[Collected data]
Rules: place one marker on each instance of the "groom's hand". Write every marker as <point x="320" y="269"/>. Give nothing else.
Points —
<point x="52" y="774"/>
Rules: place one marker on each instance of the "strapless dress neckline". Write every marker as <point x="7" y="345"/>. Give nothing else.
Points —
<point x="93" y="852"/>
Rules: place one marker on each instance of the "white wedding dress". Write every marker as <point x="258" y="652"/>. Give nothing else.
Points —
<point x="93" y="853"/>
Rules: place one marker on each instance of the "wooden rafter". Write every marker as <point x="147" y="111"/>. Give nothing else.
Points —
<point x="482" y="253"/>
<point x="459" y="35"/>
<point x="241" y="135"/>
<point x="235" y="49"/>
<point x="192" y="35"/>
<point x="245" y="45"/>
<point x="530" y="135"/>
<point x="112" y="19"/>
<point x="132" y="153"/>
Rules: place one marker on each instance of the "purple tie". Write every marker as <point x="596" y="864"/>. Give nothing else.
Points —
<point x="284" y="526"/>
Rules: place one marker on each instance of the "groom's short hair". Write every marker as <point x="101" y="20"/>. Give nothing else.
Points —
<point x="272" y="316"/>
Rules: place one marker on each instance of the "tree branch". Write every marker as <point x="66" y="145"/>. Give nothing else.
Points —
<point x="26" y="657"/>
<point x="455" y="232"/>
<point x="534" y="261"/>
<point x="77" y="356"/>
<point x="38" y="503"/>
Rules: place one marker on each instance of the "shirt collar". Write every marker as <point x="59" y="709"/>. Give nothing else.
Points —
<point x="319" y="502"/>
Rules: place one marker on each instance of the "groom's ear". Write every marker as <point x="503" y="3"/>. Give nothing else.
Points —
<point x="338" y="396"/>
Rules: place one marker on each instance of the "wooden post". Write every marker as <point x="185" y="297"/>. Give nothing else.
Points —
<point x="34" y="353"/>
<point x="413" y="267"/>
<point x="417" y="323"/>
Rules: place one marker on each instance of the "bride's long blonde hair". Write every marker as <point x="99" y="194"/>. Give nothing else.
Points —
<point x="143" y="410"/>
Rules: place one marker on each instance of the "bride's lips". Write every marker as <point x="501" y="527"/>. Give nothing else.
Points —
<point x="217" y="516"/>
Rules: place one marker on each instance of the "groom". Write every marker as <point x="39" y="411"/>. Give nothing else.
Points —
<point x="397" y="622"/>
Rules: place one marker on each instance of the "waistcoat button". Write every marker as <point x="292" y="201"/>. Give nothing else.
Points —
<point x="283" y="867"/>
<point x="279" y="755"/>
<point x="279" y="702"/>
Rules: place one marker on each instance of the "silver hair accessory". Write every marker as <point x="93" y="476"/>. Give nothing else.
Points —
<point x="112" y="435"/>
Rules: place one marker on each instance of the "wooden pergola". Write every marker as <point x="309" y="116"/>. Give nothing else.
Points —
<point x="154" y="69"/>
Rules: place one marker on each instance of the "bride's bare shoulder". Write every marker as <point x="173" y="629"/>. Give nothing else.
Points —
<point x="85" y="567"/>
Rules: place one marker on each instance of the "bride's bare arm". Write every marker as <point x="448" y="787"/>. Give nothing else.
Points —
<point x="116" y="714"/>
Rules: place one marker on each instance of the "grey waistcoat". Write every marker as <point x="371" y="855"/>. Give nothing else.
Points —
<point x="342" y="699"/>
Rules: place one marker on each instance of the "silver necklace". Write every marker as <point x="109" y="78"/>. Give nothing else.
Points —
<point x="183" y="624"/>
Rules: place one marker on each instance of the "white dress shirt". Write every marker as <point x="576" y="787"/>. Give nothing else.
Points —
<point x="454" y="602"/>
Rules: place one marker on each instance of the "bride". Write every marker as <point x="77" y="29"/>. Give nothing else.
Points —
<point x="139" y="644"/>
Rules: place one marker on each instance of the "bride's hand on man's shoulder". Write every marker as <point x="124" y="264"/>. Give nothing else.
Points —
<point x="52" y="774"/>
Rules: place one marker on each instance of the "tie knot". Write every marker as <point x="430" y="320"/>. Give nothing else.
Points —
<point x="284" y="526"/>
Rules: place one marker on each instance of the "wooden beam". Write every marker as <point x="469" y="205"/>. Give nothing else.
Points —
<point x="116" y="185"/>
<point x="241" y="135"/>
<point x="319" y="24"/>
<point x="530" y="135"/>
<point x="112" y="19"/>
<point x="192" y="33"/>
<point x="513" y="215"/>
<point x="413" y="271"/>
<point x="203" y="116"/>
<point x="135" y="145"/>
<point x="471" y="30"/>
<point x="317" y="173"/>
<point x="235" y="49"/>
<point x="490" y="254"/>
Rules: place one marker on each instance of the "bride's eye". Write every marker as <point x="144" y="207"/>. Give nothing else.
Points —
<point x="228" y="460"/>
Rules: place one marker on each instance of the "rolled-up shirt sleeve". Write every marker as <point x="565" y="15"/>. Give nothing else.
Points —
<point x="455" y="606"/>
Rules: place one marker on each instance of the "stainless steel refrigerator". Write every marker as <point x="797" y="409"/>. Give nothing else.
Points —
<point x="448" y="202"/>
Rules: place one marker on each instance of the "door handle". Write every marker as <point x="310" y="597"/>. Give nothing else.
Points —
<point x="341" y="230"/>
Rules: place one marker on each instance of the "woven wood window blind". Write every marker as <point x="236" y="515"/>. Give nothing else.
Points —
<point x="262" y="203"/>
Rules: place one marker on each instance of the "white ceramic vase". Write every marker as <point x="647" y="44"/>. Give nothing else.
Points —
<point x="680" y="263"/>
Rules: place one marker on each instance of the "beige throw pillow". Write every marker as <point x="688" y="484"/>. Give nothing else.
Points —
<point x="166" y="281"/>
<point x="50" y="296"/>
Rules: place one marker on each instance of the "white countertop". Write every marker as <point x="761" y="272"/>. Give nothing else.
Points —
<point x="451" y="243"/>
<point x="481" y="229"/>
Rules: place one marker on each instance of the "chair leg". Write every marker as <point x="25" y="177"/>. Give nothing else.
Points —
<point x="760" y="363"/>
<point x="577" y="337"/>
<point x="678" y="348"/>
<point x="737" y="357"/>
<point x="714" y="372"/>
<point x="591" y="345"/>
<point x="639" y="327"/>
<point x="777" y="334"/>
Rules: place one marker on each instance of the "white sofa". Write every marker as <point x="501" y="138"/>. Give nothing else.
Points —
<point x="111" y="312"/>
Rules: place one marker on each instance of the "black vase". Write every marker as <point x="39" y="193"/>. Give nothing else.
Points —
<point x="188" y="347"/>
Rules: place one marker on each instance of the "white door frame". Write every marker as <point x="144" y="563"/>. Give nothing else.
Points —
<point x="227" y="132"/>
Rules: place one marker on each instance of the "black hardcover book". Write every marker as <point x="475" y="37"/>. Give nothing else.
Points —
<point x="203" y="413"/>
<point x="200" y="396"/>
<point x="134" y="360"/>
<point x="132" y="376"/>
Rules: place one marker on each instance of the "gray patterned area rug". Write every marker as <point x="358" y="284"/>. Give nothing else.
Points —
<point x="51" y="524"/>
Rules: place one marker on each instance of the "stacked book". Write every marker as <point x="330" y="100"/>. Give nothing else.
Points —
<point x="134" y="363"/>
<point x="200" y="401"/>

Requirements:
Reproduce the whole listing word for word.

Result for this task:
Rules: place one marker on each instance of the "groom's hand". Write every marker as <point x="320" y="269"/>. Give nothing else.
Points —
<point x="52" y="774"/>
Rules: place one marker on each instance of the "strapless dress neckline". Write every marker as <point x="7" y="345"/>. Give nothing else.
Points —
<point x="93" y="852"/>
Rules: place one marker on each instance of the "white wedding dress". Write every marker as <point x="258" y="652"/>. Give nothing else.
Points —
<point x="93" y="853"/>
Rules: place one marker on each instance of the "wooden rafter". Write every marker as <point x="147" y="111"/>. Give nothing else.
Points —
<point x="482" y="253"/>
<point x="459" y="35"/>
<point x="241" y="135"/>
<point x="235" y="49"/>
<point x="192" y="35"/>
<point x="245" y="45"/>
<point x="530" y="135"/>
<point x="112" y="19"/>
<point x="132" y="153"/>
Rules: place one marker on each instance of the "purple tie". Write every marker as <point x="596" y="864"/>. Give nothing else.
Points —
<point x="284" y="526"/>
Rules: place one marker on each instance of the "groom's short hair". Write every marker as <point x="101" y="20"/>. Give nothing else.
Points —
<point x="272" y="316"/>
Rules: place one marker on each instance of the "tree branch". Write every marker as <point x="66" y="145"/>. Give nothing else.
Points —
<point x="26" y="657"/>
<point x="455" y="232"/>
<point x="534" y="261"/>
<point x="77" y="356"/>
<point x="38" y="503"/>
Rules: place one marker on each instance of the "shirt collar". Write every marker as <point x="59" y="709"/>. Give nothing else.
Points —
<point x="319" y="502"/>
Rules: place one marker on each instance of the "groom's ear". Write every marker as <point x="503" y="3"/>. Give nothing else.
Points —
<point x="338" y="396"/>
Rules: place one marker on each instance of the "wooden post". Write every marker as <point x="185" y="297"/>. Give nothing else.
Points —
<point x="34" y="353"/>
<point x="413" y="267"/>
<point x="417" y="323"/>
Rules: place one marker on each instance of the "bride's long blonde hair". Write every marker as <point x="99" y="194"/>. Give nothing else.
Points —
<point x="143" y="410"/>
Rules: place one marker on each instance of the "bride's lips". Write every marker as <point x="501" y="527"/>. Give nothing else.
Points —
<point x="217" y="516"/>
Rules: place one marker on each instance of the "groom". Write every marker as <point x="39" y="411"/>. Give nothing else.
Points —
<point x="397" y="622"/>
Rules: place one marker on each instance of the "waistcoat button". Write every marker as <point x="292" y="201"/>. Give nothing else.
Points —
<point x="283" y="867"/>
<point x="279" y="755"/>
<point x="279" y="702"/>
Rules: place one marker on each instance of the "silver hair accessory". Write every marker as <point x="93" y="476"/>. Give nothing else.
Points —
<point x="112" y="435"/>
Rules: place one marker on each instance of the "wooden pergola". Write every marker as <point x="309" y="116"/>. Give nothing else.
Points —
<point x="154" y="69"/>
Rules: place one marker on each instance of the "bride's bare shoulder". Write every marker as <point x="173" y="629"/>. Give nothing else.
Points —
<point x="85" y="567"/>
Rules: place one marker on each instance of the "bride's bare arm". Write every marker as <point x="448" y="787"/>. Give nothing else.
Points —
<point x="116" y="714"/>
Rules: place one marker on each instance of the "grey waistcoat". Write every marker as <point x="371" y="855"/>. Give nothing else.
Points —
<point x="342" y="699"/>
Rules: place one marker on each instance of the "silver necklace". Write every marker as <point x="109" y="78"/>. Give nothing else.
Points —
<point x="183" y="624"/>
Rules: place one marker on each instance of the "white dress shirt". Write every marker as <point x="576" y="787"/>. Give nothing else.
Points —
<point x="454" y="602"/>
Rules: place one marker on each instance of the "bride". Write every marker as <point x="77" y="29"/>. Give nothing else.
Points —
<point x="139" y="644"/>
Rules: place one marker on each instance of the "bride's hand on man's shoulder". Write every marker as <point x="124" y="264"/>. Give nothing else.
Points —
<point x="52" y="774"/>
Rules: place one marker on each instance of the "tie knot". Write every marker as <point x="430" y="320"/>. Give nothing else.
Points —
<point x="284" y="526"/>
Rules: place one marker on each instance of the "wooden beam". Write every marker as <point x="469" y="205"/>. Give nothing else.
Points —
<point x="116" y="185"/>
<point x="241" y="135"/>
<point x="319" y="24"/>
<point x="530" y="135"/>
<point x="112" y="19"/>
<point x="192" y="33"/>
<point x="513" y="215"/>
<point x="413" y="271"/>
<point x="203" y="116"/>
<point x="135" y="145"/>
<point x="471" y="30"/>
<point x="317" y="173"/>
<point x="235" y="49"/>
<point x="490" y="254"/>
Rules: place one marker on each instance of the "bride's eye". Write every marker as <point x="144" y="207"/>. Give nothing else.
Points —
<point x="228" y="460"/>
Rules: place one marker on each instance of the "rolled-up shirt sleeve". Write every marker as <point x="565" y="15"/>. Give nothing else.
Points —
<point x="455" y="606"/>
Rules: place one marker on each instance of the "stainless steel refrigerator". Write every marker as <point x="797" y="409"/>. Give nothing else.
Points —
<point x="448" y="202"/>
Rules: place one marker on each instance of the "door handle". Write every marker as <point x="310" y="597"/>. Give nothing else.
Points —
<point x="341" y="230"/>
Rules: place one marker on each instance of the "woven wood window blind". Write every marker as <point x="236" y="515"/>. Give nothing else.
Points —
<point x="262" y="203"/>
Rules: place one marker on each instance of the "white ceramic vase". Write every marker as <point x="647" y="44"/>. Give nothing else.
Points —
<point x="680" y="263"/>
Rules: place one marker on each instance of the "beige throw pillow". Write every marker as <point x="688" y="484"/>. Give nothing else.
Points —
<point x="166" y="281"/>
<point x="50" y="296"/>
Rules: place one marker on each instance of the "white countertop". Write every marker as <point x="761" y="272"/>. Give nothing else.
Points —
<point x="451" y="243"/>
<point x="481" y="229"/>
Rules: place one marker on each instance of the "chair leg". Write every marker as <point x="25" y="177"/>. Give nothing else.
Points —
<point x="760" y="363"/>
<point x="577" y="337"/>
<point x="678" y="348"/>
<point x="737" y="357"/>
<point x="714" y="372"/>
<point x="591" y="345"/>
<point x="639" y="327"/>
<point x="777" y="334"/>
Rules: place one marker on each instance of the "white sofa". Write every marker as <point x="501" y="138"/>. Give nothing else.
Points —
<point x="111" y="312"/>
Rules: place one marker on each instance of the "black vase". Write every marker as <point x="39" y="193"/>. Give nothing else.
Points —
<point x="188" y="347"/>
Rules: place one marker on each instance of the "white door frame". Write every marker as <point x="144" y="563"/>. Give nothing else.
Points —
<point x="227" y="132"/>
Rules: place one marker on each instance of the "black hardcover book". Write every marker as <point x="475" y="37"/>. Give nothing else.
Points —
<point x="203" y="413"/>
<point x="200" y="396"/>
<point x="134" y="360"/>
<point x="132" y="376"/>
Rules: place one marker on each instance of the "gray patterned area rug". Write every marker as <point x="358" y="284"/>. Give nothing else.
Points —
<point x="51" y="524"/>
Rules: place one marker on each instance of the "stacked book". Write every marker as <point x="330" y="100"/>. Give nothing else.
Points —
<point x="134" y="363"/>
<point x="200" y="401"/>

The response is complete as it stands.